[[ ENTRIES PROVIDED, beginning ]]

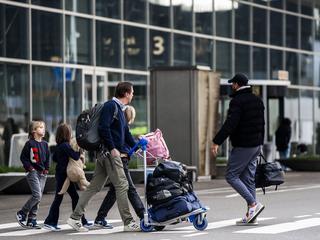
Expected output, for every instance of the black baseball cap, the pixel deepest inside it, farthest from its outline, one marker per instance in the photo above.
(239, 78)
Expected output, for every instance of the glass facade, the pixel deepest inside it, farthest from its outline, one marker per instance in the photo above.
(60, 57)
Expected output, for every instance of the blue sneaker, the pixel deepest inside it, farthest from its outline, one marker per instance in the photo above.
(50, 227)
(32, 223)
(21, 217)
(102, 224)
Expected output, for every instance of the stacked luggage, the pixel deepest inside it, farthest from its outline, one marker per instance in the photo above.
(170, 192)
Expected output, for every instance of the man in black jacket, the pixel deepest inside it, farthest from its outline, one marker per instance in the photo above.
(245, 127)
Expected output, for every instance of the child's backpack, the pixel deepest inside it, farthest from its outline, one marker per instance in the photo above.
(87, 133)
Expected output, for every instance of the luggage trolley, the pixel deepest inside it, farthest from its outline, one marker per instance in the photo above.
(147, 224)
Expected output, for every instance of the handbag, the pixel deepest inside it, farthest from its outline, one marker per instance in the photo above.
(268, 174)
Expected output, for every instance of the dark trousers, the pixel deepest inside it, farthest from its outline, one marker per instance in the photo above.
(133, 196)
(53, 216)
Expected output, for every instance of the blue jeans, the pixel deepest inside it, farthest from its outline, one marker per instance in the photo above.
(241, 170)
(36, 181)
(133, 196)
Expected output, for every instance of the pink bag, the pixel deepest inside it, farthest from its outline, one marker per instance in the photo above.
(157, 147)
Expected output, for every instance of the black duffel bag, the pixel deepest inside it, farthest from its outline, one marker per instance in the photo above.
(268, 174)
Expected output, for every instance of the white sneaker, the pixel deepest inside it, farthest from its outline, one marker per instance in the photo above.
(77, 225)
(254, 212)
(132, 227)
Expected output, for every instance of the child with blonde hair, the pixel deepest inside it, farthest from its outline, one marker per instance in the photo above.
(35, 157)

[[ ENTRIES PROVIDED, end ]]

Write out each line again, exactly as it appears above, except for any picture.

Expected output, for every instance of the black baseball cap, the pixel deepest inside it, farthest from its outline, one marker per instance in the photo above.
(239, 78)
Expected output, for every instance of the glass facade, the pixel deepest inside it, farthest from its outline, one marker per instance in the photo above.
(60, 57)
Expected output, for every instance of the blue sneaker, the pixel deepest inside it, farthest from its outline, one marker per instance in the photo above.
(50, 227)
(32, 223)
(21, 217)
(102, 224)
Expected output, for every instance of the stacked luggage, the pixel deepest inside it, farthest from its outline, one marker per instance in the photo above.
(170, 192)
Expected output, for every instance of the man in black jacket, the pixel deepest inside it, farthest from its outline, one marker per instance in the photo above.
(245, 127)
Expected output, for every instance of the child's backpack, the pixel deepest inside it, farthest from its outline, one marker per instance in the photo above.
(87, 133)
Expected output, for every instance of the luggage trolley, the pixel deepest inside it, farthest from its outline, one marker per instance in the photo above.
(147, 224)
Expected output, for every instance of the handbag, the pixel deepest inside it, farthest from its outline, one marker per instance in the photo above.
(268, 174)
Expected output, for every instance of the dark trousers, the pixel deepest inside it, farthest from its outline, one marker per instance in the photo above.
(133, 196)
(53, 216)
Expected output, for every instance of the blue jeans, the pixel deepest inside it, farthest from its outline, one marker per instance in the photo above.
(241, 170)
(36, 181)
(133, 196)
Expected output, for every instance of the pink bag, the pixel deepest inside it, farthest from its outline, one marker per instance in the photo above.
(157, 147)
Expected output, for every instance of the black duffel bag, the pixel deepest inside it, farthest from its outline, one marker per instance in the photo above.
(268, 174)
Expected output, for every instance of the white sneaker, the pixel deepest inside it, farthest from its outline, one marker per instance in the photo above.
(77, 225)
(254, 212)
(132, 227)
Expected output, for every instance of the child with blonde hair, the pixel deepest inside it, farthest from its outline, one marker per instance in the photo above.
(35, 157)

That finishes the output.